# Boat build is finished



## Chrome Crazy (Nov 29, 2010)

I'm sure that alot of you saw the pictures that Omalson posted this past winter of the boat he and I started building in December. Well due to one of us being busy at work and the other one (Omalson) not working the boat build took a little longer than the past 2 did because there are just to many things that take 2 guys to complete. 

Well the boat was dropped of to my shop on Tuesday afternoon with all the welding and painting completed but needing everything else so after 3 long nights here it is, Finished, Done, Complete ready for a river near you. 

Where was Omalson while I was finishing this...... Thats right on a plane to AK. Yes I'm picking on Owen because he is in AK hunting big brown things, and can't defend himself.


----------



## samsteel (Oct 6, 2008)

Looks great...congrats!


----------



## tannhd (Dec 3, 2010)

Really nice. Very jealous.


----------



## jerrob (Aug 6, 2011)

Saweet sled. 
I'm gonna go out to the garage and verbaly abuse my boat, lol.
You guys certainly have this boat building down pat. Thanks for sharing your posts and pics.

J

posted using Outdoor Hub Campfire


----------



## fishinDon (May 23, 2002)

That's a georgeous setup, looks like the hard work paid off! Nice!


----------



## Chrome Crazy (Nov 29, 2010)

riverdawg54 said:


> great looking rig.I just have to come and see it in person.I wanted to get up there to check it out while the boat was being built but never did.Maybe some time down the road I can ceck it out.
> 
> did you run the boat yet?Im wondering about the speed you are getting out of it.Do you have a GPS on it?
> 
> I would like to see the 1660 sometime


riverdawg54, if I remember correctly from reading your post, I think you fish the Mo and Grand. If thats correct you will likely get a chance to see it. This was built for one of our friends in Rockford and he mainly fishes the Mo and Grand. I'll be test running the boat later today but being that it's the same size and motor as Omalson's that we build last year, I would guess top speed will be 24-26 mph. If you ever head to Manistee on a weekend send me a PM, thats where my 16/60 will be after this weekend.

Record extracts:
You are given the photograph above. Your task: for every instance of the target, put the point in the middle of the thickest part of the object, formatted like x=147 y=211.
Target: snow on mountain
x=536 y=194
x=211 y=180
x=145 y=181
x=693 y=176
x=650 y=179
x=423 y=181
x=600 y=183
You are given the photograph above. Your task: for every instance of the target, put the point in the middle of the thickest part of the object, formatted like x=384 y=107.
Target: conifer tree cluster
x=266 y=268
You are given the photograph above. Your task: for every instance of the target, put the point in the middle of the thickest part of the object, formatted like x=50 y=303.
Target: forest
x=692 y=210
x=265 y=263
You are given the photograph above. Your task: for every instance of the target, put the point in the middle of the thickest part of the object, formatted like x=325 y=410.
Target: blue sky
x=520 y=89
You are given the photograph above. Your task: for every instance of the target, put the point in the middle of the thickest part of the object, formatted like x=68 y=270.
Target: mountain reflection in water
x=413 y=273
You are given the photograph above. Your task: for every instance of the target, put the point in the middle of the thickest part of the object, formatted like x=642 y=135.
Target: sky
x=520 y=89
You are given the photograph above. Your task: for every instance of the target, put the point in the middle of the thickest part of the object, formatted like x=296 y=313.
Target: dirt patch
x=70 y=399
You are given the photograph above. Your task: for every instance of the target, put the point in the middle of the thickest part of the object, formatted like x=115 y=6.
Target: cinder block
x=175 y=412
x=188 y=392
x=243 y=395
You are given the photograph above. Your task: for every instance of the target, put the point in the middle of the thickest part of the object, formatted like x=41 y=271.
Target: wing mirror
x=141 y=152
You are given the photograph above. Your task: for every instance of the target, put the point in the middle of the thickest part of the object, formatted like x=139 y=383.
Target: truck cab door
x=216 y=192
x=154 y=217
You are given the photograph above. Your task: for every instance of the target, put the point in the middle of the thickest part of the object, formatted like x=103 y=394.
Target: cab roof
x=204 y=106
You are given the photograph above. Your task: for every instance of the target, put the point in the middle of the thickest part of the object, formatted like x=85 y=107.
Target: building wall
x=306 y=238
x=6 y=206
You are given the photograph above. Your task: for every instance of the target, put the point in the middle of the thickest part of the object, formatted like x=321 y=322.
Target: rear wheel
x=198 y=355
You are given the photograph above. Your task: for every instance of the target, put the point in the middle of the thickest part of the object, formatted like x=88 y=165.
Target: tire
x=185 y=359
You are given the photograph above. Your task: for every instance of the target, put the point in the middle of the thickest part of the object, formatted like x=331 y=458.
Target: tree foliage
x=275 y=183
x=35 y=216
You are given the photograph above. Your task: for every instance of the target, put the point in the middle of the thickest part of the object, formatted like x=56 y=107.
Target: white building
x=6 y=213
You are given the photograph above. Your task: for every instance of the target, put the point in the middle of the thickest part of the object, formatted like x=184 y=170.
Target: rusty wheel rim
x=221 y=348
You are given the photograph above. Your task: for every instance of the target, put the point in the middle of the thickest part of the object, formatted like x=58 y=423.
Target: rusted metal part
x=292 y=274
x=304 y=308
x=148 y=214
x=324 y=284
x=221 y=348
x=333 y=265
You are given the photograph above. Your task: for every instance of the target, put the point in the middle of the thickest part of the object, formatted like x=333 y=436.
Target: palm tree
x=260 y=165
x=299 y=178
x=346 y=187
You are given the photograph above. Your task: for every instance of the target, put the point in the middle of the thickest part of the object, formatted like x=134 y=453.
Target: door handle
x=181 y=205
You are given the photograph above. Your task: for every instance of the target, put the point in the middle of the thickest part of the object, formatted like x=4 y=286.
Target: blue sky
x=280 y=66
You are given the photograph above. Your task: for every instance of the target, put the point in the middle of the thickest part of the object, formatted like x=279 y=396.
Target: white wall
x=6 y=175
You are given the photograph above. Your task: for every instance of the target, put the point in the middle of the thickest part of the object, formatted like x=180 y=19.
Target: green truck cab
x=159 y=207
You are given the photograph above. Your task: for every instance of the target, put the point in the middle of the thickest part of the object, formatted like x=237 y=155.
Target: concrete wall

Given task 1:
Retype the part of the boat build thread between "## tannhd (Dec" and "my boat, lol.", inclusive, with no changes.
Given task 2:
Write what comes next in the boat build thread, starting after its last sentence.

Task response 1:
## tannhd (Dec 3, 2010)

Really nice. Very jealous.


----------



## jerrob (Aug 6, 2011)

Saweet sled. 
I'm gonna go out to the garage and verbaly abuse my boat, lol.

Task response 2:
----------



## Bighunther (Jan 28, 2012)

Nice boat! Thanks for sharing

Jimbo


----------



## FSHHNTR (Mar 7, 2007)

Yep...I am happy with it! Just a few more things to add and I will have it waterborne!


----------



## Chrome Crazy (Nov 29, 2010)

Well, I didn't get to run it before Scott came and picked it up today. So I can't report on top end but I'm sure FSHHNTR will report once he gets a chance to run it. 
Hope you get it on the water soon or I'll bring CMueller down there and break the boat in like we had to do for Omalson last year. Ok I'll give DReihl some credit to, he did a great job helping with covering the gas.
_Posted via Mobile Device_


----------



## smokepole (Mar 13, 2005)

Nice looking sled. I can see my gear bag on the front deck already. 
Might need a bigger pump to get over the hill tho! :yikes:
Knew that was coming didn't ya Scotty?


----------



## smokepole (Mar 13, 2005)

You'll be seeing this sled alot this fall & winter riverdog.


----------



## DReihl9896 (Nov 20, 2012)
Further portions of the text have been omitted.